Work instructions — Your task is to give the listing below back word for word, pictures excluded.

Task material —
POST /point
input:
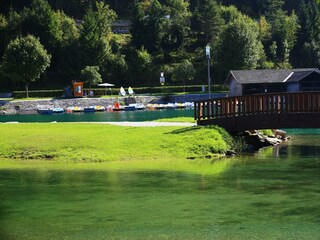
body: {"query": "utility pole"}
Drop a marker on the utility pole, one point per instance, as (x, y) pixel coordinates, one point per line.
(209, 78)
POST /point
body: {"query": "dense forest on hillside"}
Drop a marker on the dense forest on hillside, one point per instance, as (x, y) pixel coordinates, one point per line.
(165, 36)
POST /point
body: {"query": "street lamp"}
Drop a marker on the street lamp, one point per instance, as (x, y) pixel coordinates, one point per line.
(208, 58)
(162, 78)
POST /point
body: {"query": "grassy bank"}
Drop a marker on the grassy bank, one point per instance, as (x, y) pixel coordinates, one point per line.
(83, 143)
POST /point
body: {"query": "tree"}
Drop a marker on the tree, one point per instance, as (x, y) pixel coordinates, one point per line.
(183, 71)
(208, 21)
(149, 19)
(24, 60)
(240, 47)
(177, 26)
(91, 75)
(94, 41)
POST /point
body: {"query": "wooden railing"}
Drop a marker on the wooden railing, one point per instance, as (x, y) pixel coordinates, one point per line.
(301, 102)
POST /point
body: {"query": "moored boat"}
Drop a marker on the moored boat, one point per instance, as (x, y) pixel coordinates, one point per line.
(89, 109)
(77, 109)
(58, 110)
(45, 110)
(117, 107)
(99, 108)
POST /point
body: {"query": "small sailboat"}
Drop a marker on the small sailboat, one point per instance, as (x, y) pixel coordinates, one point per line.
(58, 110)
(45, 110)
(89, 109)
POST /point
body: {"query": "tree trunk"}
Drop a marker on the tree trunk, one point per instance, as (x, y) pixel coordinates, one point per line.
(27, 90)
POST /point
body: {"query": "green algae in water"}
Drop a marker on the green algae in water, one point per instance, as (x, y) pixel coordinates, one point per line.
(271, 195)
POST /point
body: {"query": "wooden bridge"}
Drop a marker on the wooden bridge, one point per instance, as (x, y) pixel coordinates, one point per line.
(265, 111)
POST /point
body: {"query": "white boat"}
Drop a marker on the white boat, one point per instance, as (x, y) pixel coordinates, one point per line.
(58, 110)
(138, 106)
(99, 108)
(77, 109)
(89, 109)
(45, 110)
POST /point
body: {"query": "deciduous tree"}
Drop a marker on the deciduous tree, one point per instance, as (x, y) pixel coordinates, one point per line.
(24, 60)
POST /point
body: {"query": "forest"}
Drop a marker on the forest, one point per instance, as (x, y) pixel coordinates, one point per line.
(64, 40)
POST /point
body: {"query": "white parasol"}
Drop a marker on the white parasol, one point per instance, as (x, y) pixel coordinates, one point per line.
(106, 85)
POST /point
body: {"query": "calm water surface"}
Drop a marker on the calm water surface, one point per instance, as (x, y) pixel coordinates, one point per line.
(100, 116)
(273, 194)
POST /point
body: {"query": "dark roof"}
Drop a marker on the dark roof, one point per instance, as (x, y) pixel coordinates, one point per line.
(270, 76)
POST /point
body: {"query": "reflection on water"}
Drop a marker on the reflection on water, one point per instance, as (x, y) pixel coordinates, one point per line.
(271, 195)
(100, 116)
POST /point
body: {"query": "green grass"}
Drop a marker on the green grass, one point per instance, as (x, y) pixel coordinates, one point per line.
(177, 119)
(153, 147)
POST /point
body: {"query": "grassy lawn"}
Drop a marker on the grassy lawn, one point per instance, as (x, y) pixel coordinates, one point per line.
(119, 147)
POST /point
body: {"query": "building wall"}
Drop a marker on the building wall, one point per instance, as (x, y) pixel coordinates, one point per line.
(235, 89)
(293, 87)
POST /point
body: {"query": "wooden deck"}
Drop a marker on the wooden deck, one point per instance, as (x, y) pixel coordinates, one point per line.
(265, 111)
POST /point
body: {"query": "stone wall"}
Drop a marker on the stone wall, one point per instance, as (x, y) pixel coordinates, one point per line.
(31, 106)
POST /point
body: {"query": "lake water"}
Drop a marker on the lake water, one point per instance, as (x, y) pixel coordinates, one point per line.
(273, 194)
(100, 116)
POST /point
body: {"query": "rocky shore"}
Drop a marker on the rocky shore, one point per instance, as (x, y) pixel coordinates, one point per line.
(254, 140)
(31, 106)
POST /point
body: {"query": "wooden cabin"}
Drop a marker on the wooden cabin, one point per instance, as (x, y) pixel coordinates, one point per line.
(246, 82)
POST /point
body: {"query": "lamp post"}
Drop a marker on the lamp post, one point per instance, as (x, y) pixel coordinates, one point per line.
(208, 59)
(162, 78)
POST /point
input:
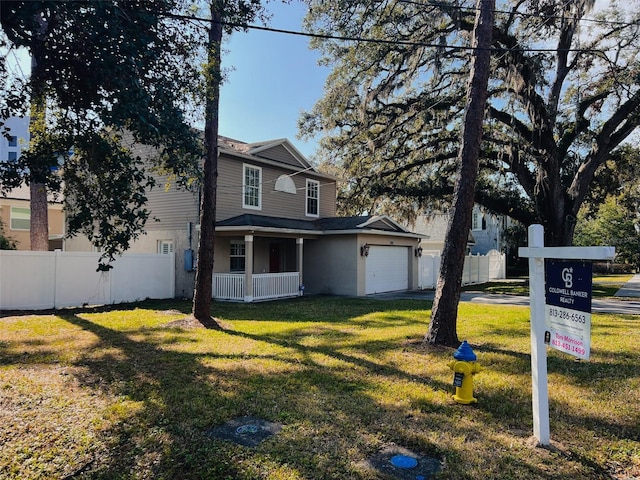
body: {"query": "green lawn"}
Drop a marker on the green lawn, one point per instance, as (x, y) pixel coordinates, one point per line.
(124, 394)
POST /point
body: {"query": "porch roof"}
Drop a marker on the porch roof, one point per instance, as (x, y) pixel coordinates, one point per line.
(322, 226)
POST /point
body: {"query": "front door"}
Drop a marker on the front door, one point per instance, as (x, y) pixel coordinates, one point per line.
(274, 258)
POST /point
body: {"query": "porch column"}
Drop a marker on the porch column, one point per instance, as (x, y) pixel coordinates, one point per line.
(248, 268)
(299, 259)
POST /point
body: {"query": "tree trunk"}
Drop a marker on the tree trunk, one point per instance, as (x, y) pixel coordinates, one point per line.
(39, 222)
(202, 297)
(442, 328)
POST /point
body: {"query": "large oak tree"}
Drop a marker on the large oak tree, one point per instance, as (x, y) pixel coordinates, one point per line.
(563, 96)
(98, 68)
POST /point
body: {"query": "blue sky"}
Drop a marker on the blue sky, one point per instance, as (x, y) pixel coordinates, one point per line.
(275, 76)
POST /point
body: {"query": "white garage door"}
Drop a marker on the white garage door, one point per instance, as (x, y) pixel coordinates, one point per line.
(387, 269)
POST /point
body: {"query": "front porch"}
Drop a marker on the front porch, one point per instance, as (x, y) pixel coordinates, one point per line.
(263, 286)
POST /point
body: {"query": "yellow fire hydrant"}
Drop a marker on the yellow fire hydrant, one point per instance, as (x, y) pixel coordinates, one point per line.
(464, 367)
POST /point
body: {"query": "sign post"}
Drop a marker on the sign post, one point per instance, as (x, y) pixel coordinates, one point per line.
(537, 253)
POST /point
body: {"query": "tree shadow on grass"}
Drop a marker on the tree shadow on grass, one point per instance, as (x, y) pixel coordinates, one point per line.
(176, 396)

Reply to the exercise —
POST /point
input:
body: {"query": "utility pole"}
Drop a marker on the utility pole, one point per instance, as (x, y) pixel coordinates, one point per line.
(209, 78)
POST /point
body: {"query": "dense forest on hillside"}
Drop a marker on the dense forest on hillside, one point per instance, as (x, y) pixel coordinates, one point per line.
(165, 36)
POST /point
body: {"query": "street lamp"}
Drop a marker on the street lamp, one point per instance, as (x, y) pixel coordinates, one point per line.
(208, 58)
(162, 78)
POST /point
body: {"query": "grassy bank"}
Drop a marker on the grassy bank, one point per instance, as (x, y) pixel coordinates, one point per line.
(83, 143)
POST /point
body: {"query": "tree"}
Drop a marker on the tree, one point per instance, as (x, y) pixel coordinates, one point per line.
(183, 71)
(208, 21)
(149, 19)
(24, 60)
(240, 47)
(177, 26)
(91, 75)
(94, 41)
POST /point
body: {"query": "wooden railing"}
Drop a marker on the wooden railing, one point per instance, as (x, y) pixel coordinates, one point per line.
(301, 102)
POST /point
body: {"query": "moored boat"}
Drop a marker on the moored boat, one point per instance, as (x, y) pixel coordinates, one point per line.
(89, 109)
(77, 109)
(58, 110)
(45, 110)
(117, 107)
(99, 108)
POST /point
body: {"query": "small sailboat"}
Drop a marker on the small sailboat, one point per instance, as (x, y) pixel coordinates, one point per line.
(58, 110)
(45, 110)
(89, 109)
POST /point
body: {"query": "tree trunk"}
Drop a marker on the tree trunk, one point per instance, as (x, y) pixel coordinates, one point per line.
(27, 90)
POST /point
body: {"query": "green algae in water"}
Drop a marker on the green algae in water, one point per instance, as (x, y) pixel coordinates, one point per line.
(271, 195)
POST /point
body: {"query": "wooden bridge"}
Drop a marker on the wooden bridge, one point per instance, as (x, y) pixel coordinates, one point per line.
(265, 111)
POST /point
body: {"query": "white boat"}
Drop a marker on the white boat, one point per instance, as (x, y) pixel coordinates, one point per line.
(58, 110)
(138, 106)
(99, 108)
(77, 109)
(89, 109)
(45, 110)
POST /point
body: {"query": "deciduous tree"}
Drop a marker on the deciduous tree, one point per instance, as (x, y) pixel coordinates, one point per line.
(24, 60)
POST /point
body: {"query": "forest"}
Drop a marker on the forest, one point per instance, as (x, y) pixel coordinates, one point per line.
(64, 40)
POST /point
body: {"query": "white parasol"}
Drop a marker on the white parasol, one point per instance, as (x, y) pixel coordinates, one point per line.
(106, 85)
POST /point
body: {"query": "calm water surface"}
Drop a marker on the calm water surface, one point per instance, as (x, y) pixel coordinates, one point per line.
(100, 116)
(273, 194)
POST /point
body: {"query": "dark roof"}
Drop a marker on the dark roof, one point per instance, as (x, y) pixel coordinates, one point per line.
(270, 76)
POST /point
body: {"query": "reflection on water"}
Drop a marker on the reflection on water, one point per instance, as (x, y) pixel coordinates, one point per line.
(271, 195)
(100, 116)
POST /point
body: {"query": "green grass"}
Drop a marker on the green grass, one point per instance, as (x, y) pixel coordinates, one point per line.
(177, 119)
(153, 147)
POST /point
body: {"query": "grassy lawn"}
Drop a marker on the grassy lawn, one point per instance, as (x, y) pixel coordinates, one point per line.
(119, 147)
POST /point
body: {"query": "building wall"}
Drop a marker on the building wall, one point per instance, as (x, y) pixel coordinates, one point per line.
(235, 89)
(293, 87)
POST /point
body: {"query": "wooden deck"}
Drop a marker on the wooden deck, one point per instance, as (x, y) pixel coordinates, one point per line.
(265, 111)
POST /point
body: {"query": "stone wall"}
Drop a marker on the stone wall, one point per instance, as (x, y) pixel coordinates, one point per line.
(31, 106)
POST /point
body: {"query": "lake water"}
Drop a marker on the lake water, one point per instance, as (x, y) pixel coordinates, one point per line.
(273, 194)
(100, 116)
POST /point
body: {"query": "rocky shore"}
Drop a marker on the rocky shore, one point per instance, as (x, y) pixel coordinates, one point per line.
(254, 140)
(31, 106)
POST /point
body: {"query": "wooden cabin"}
Drop a marker on the wooden cabin, one point per instance, as (x, y) pixel coordinates, one point per line.
(246, 82)
POST /point
body: {"query": "lamp post"}
Drop a marker on the lamp post, one point per instance, as (x, y) pixel coordinates, one point per line.
(208, 59)
(162, 78)
POST /point
input:
body: {"query": "green lawn"}
Drop a marker on the green lawn, one point per instance, as (x, y) pixel coordinates, one point per line.
(124, 394)
POST /point
body: {"query": "porch roof"}
Drop a marker on the porch roof, one point per instance, as (x, y) pixel coordinates, one point per line.
(322, 226)
POST /point
body: {"query": "front door"}
Drop a marker on the front door, one point per instance, as (x, y) pixel coordinates, one point per line.
(274, 258)
POST /point
body: {"query": "porch column"}
Drop a marker on the porch column, one point per instance, as (x, y) pixel coordinates, one point per line.
(248, 268)
(299, 259)
POST /point
body: {"query": "tree trunk"}
Drop a marker on the tree trunk, one point per instance, as (x, y) pixel coordinates, one point per line.
(39, 222)
(202, 297)
(442, 328)
POST /point
body: {"query": "large oak tree"}
Drop a marker on the large oak tree, one point per instance, as (x, y) pixel coordinates, one point per line.
(563, 96)
(98, 68)
POST /point
body: {"query": "blue sky"}
Drop a marker on the blue sky, one point per instance, as (x, y) pixel coordinates, one point per line.
(275, 76)
POST /point
body: {"query": "white garage door"}
Drop a marker on the white garage door, one point per instance, as (x, y) pixel coordinates, one point per line.
(387, 269)
POST /point
body: {"query": "front porch"}
Drop a marker on the front porch, one point per instance, as (x, y) pixel coordinates, one point per line.
(263, 286)
POST /point
body: {"query": "yellow fire hydrant"}
Drop a marker on the yellow fire hydrant, one point per instance, as (x, y) pixel coordinates, one point per line.
(464, 367)
POST /point
body: {"query": "sign post"}
Drop a marker on the sign post, one point per instance, as (x, y) pixel coordinates, one point per line.
(537, 253)
POST /point
body: {"query": "tree shadow on grass"}
Drop a marker on the tree shadow on grass, one point per instance, as (x, y) pixel coordinates, one point per line.
(176, 396)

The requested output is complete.